▸ Free-text object descriptions:
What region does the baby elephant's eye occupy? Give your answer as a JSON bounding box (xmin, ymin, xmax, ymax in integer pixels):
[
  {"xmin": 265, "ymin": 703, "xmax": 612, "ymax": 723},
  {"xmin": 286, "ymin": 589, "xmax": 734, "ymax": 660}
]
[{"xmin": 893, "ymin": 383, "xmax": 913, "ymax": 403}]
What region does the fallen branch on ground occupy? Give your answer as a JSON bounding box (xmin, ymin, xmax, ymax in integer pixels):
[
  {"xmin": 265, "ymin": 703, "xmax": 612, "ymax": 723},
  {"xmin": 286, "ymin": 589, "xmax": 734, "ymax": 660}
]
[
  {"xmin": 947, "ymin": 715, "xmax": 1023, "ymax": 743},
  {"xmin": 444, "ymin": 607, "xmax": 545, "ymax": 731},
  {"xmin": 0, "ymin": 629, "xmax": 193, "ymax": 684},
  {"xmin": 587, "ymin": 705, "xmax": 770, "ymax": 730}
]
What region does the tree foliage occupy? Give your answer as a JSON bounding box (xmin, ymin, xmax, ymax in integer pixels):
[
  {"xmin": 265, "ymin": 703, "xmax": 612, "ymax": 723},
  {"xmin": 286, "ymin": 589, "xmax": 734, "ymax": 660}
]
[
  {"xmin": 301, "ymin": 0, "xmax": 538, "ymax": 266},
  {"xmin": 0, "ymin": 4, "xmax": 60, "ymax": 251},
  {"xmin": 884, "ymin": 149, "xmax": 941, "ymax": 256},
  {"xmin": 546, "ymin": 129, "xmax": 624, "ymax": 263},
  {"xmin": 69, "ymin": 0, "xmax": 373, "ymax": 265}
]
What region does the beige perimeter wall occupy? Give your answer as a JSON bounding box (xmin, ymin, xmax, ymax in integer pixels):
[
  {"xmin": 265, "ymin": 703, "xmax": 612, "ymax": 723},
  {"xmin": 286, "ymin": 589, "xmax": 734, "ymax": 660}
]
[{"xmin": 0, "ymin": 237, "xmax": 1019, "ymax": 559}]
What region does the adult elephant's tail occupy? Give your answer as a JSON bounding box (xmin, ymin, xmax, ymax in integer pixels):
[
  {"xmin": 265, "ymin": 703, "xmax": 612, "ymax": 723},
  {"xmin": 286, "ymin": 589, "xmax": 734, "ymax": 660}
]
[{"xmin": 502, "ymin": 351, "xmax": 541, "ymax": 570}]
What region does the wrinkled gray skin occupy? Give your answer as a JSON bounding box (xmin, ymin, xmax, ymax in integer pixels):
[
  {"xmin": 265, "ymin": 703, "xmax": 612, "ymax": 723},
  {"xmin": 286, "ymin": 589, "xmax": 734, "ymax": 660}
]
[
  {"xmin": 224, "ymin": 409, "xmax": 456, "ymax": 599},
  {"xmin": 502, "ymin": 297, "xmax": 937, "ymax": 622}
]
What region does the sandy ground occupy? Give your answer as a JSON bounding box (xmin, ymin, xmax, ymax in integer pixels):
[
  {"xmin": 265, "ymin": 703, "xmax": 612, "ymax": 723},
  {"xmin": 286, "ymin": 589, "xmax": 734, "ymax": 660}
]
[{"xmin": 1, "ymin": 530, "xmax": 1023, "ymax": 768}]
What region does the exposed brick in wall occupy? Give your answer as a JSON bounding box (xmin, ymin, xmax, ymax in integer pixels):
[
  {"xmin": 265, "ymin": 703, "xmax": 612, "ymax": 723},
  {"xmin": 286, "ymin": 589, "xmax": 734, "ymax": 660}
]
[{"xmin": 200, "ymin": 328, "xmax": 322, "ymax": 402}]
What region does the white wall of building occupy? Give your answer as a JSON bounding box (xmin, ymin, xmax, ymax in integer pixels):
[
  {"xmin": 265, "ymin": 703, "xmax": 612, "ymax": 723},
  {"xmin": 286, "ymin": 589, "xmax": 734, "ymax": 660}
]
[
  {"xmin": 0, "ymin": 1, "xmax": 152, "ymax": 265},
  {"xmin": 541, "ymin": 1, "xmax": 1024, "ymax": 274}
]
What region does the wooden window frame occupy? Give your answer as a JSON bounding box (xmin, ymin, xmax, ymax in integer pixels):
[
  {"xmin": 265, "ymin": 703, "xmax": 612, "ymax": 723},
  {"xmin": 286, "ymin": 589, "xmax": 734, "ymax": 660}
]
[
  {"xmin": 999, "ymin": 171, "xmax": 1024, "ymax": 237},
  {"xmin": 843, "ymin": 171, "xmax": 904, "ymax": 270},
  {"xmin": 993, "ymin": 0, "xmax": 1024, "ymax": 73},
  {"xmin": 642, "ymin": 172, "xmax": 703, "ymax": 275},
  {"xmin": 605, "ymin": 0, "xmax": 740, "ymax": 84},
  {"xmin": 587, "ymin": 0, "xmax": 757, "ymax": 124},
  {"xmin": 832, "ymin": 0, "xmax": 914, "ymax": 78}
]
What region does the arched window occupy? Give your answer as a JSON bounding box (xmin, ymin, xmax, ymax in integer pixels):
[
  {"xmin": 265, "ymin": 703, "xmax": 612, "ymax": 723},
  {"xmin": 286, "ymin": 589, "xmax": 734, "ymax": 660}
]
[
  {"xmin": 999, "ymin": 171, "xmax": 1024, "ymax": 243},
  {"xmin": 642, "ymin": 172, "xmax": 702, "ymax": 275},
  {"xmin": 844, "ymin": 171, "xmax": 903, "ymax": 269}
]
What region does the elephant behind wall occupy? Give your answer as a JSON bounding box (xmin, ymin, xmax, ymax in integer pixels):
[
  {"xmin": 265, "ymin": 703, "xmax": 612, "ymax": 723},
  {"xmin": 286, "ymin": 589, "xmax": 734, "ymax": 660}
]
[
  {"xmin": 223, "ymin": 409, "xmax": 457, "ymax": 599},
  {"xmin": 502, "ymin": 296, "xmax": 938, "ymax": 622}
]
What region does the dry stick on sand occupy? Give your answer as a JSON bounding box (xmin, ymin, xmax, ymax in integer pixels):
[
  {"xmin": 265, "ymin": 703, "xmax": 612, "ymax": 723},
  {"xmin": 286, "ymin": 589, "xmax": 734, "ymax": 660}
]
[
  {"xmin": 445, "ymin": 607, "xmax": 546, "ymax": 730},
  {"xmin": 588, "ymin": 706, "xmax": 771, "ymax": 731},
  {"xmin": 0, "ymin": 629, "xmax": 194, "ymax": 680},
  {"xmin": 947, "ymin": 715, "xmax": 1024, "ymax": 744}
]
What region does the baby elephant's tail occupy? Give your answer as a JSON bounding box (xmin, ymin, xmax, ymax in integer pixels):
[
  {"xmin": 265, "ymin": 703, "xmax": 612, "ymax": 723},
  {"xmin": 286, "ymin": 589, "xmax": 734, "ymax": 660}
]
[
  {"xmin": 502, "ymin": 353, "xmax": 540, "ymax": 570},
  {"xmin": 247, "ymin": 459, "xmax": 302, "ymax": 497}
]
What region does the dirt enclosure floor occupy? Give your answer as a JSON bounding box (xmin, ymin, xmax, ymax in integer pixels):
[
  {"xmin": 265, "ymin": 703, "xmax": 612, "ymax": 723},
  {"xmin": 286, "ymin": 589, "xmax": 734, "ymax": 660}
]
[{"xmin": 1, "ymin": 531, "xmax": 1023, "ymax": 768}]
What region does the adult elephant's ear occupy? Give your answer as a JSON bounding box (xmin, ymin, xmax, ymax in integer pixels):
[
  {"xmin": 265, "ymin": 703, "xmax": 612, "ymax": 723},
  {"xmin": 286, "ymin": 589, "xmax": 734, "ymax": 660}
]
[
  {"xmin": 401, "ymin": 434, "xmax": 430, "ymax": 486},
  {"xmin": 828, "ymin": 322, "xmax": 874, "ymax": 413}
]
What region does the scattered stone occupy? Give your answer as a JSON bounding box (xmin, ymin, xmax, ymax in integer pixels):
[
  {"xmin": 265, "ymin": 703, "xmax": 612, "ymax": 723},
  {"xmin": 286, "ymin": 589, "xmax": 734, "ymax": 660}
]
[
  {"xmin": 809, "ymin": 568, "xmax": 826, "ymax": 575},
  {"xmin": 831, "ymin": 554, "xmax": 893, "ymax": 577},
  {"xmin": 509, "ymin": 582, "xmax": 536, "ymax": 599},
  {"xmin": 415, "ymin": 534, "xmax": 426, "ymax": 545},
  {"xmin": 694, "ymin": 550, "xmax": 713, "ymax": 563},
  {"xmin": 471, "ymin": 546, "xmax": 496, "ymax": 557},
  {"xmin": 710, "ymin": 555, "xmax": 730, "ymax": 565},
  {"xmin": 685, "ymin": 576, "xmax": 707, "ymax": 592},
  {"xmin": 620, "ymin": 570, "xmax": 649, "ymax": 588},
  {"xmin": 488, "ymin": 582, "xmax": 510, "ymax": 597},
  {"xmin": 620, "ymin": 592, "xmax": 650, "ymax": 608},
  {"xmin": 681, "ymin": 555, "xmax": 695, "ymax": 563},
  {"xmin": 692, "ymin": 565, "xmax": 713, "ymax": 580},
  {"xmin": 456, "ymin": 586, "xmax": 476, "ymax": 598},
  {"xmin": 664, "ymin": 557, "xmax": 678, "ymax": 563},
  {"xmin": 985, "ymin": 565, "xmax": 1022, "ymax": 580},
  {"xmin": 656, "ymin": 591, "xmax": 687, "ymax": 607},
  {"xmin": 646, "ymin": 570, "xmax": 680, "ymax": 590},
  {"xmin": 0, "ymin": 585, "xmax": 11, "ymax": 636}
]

▸ Work instructions: Line count for "baby": state how many lines of the records contain it, and give only the number.

▸ Result of the exercise: 2